**ACTIVITIES**
1. List every person named by full name in the column about the police dog Uta.
2. Carry on writing the column about reader reactions to the death of the police dog Uta, picking up after its last sentence.

------ TEXT FOR ANALYSIS ------

We do stories every week about a few dozen innocent Iraqi men, women and children who are killed in some explosion or attack -- and about our military people who give their lives and limbs to our war efforts.

We also write about tragic murders, fatal accidents and sad cases of people who die too soon from heart attacks, cancer or childhood diseases.

Readers generally digest those stories (or maybe skip right over them) and move on with their busy lives. But when we write about a dead dog, it seems as if every reader must have his say.

A Wood Dale police dog named Uta ran into traffic this week and was killed. Reporter Kat Zeman's short, 344-word story about the 2-year-old German shepherd drew more reader comments that day than any other story on our Web site.

More Coverage Stories Bob Frisk's 1985 column about his dog

"So sad. My heart aches for all who cared for Uta," reads a typical post.

"What a tragic story," reads another. "This police dog, and every other, deserves the special spot they've claimed in our hearts. My deepest condolences. R.I.P. Uta. May doggy heaven be filled with bones and steaks."

We seem to shrug off the deaths of our fellow humans but pour out our hearts for a dog.

"Always," notes Kerry Vinkler, executive director of DuPage Animal Care Control. While admitting that people may be "desensitized to a degree" when it concerns stories of human tragedies, Vinkler suggests our soft spot for dogs is more complicated than that.

"I really think people think they are speaking for the animal," Vinkler says. "They want to give that animal a voice."

It's a sentiment repeated throughout the suburbs.

------ DATASET RECORDS ------

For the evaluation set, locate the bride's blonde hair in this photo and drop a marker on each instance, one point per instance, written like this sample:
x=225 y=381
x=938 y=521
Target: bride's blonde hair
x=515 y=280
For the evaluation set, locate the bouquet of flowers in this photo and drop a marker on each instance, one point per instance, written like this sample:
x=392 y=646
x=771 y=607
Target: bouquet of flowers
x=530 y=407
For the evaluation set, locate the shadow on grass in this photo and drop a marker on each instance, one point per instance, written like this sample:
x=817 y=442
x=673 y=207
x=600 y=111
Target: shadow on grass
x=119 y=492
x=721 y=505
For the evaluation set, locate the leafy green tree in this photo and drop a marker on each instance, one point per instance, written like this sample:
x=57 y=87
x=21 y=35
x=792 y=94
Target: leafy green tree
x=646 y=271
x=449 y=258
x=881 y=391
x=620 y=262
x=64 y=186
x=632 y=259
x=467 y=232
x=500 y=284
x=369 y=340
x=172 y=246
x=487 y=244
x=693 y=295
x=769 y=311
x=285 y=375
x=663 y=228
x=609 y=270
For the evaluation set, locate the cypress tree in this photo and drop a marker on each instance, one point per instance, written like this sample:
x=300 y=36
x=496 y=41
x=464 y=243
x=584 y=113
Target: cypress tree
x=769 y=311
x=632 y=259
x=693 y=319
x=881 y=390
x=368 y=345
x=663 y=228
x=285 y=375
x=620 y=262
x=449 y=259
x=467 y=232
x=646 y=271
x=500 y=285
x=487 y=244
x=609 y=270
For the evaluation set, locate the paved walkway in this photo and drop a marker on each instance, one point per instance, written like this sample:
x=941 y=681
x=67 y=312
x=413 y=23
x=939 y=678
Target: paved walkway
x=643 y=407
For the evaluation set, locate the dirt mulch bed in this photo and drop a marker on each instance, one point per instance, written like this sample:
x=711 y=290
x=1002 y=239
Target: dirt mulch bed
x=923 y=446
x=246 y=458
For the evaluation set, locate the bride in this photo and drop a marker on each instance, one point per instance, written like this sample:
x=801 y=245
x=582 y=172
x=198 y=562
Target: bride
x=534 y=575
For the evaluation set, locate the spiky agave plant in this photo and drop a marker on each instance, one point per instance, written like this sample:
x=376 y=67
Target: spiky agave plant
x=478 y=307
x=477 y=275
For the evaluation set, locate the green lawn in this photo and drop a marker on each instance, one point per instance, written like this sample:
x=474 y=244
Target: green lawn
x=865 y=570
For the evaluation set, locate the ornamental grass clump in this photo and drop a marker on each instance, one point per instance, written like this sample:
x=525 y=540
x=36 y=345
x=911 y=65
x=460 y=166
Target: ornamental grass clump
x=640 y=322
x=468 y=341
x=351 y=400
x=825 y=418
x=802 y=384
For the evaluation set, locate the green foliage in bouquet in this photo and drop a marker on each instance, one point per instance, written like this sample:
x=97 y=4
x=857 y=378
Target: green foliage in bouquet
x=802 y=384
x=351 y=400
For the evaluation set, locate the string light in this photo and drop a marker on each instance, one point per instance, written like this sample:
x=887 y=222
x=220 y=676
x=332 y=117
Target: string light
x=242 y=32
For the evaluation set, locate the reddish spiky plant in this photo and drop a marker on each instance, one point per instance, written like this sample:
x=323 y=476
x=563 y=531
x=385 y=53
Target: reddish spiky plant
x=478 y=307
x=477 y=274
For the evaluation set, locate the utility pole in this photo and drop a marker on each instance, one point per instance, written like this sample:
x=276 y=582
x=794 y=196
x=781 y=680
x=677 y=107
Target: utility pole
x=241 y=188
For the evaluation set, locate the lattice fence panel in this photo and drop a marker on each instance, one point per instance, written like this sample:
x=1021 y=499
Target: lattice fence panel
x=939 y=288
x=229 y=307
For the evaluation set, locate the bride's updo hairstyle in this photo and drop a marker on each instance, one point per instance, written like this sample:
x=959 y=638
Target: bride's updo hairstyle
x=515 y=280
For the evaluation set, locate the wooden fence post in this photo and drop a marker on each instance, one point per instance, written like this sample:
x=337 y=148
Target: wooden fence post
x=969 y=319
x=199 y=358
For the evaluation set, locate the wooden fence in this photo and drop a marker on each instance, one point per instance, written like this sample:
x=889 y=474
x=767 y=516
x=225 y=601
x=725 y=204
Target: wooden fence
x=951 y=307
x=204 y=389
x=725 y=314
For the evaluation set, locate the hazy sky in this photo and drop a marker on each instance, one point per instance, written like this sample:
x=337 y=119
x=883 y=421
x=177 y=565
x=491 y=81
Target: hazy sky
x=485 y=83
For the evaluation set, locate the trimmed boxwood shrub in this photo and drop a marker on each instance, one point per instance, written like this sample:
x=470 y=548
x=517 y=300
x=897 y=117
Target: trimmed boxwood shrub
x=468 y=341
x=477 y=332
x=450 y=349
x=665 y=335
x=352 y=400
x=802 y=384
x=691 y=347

------

**TASK ANSWERS**
1. Kat Zeman, Bob Frisk, Kerry Vinkler

2.
"I hear it all the time because I do all the calls for the shelter," says Dottie Phillips, one of the founders of The Buddy Foundation, an Arlington Heights-based charity dedicated to finding homes for abused and abandoned animals. "It's always the poor, helpless, little creature -- that's what I hear."

So it's not simply a matter of people liking dogs better than we do other people?

"I don't think that's it," says Phillips.

"I love animals. This is my job. This is my passion," notes Vinkler. But that doesn't mean she doesn't love and value human life even more.

It's taken for granted that we all mourn the loss of human life. But acknowledging the sorrow and loss of an animal is "a form of validation," Vinkler says.

No one knows that better than our own Bob Frisk, the Daily Herald's assistant managing editor/sports. He wrote a wonderful column in 1985 about having to put down Friskie, his 11-year-old miniature schnauzer.

Readers responded by sending him a couple hundred handwritten notes, letters and cards -- and this was in the age before the ease of e-mail. I couldn't get 200 letters if I advocated that "Abortion: 101" replace the moment of silence in schools.

"It just shows how much people love dogs," Frisk says modestly. He still must keep copies of the column on hand because he gets a handful of requests for it every year -- 23 years after Friskie's death.

Expressing love for a dog doesn't mean that relationship is more important than any human relation in their lives, note Frisk, Kerry and Vinkler. The love of a pet is just a different kind of love.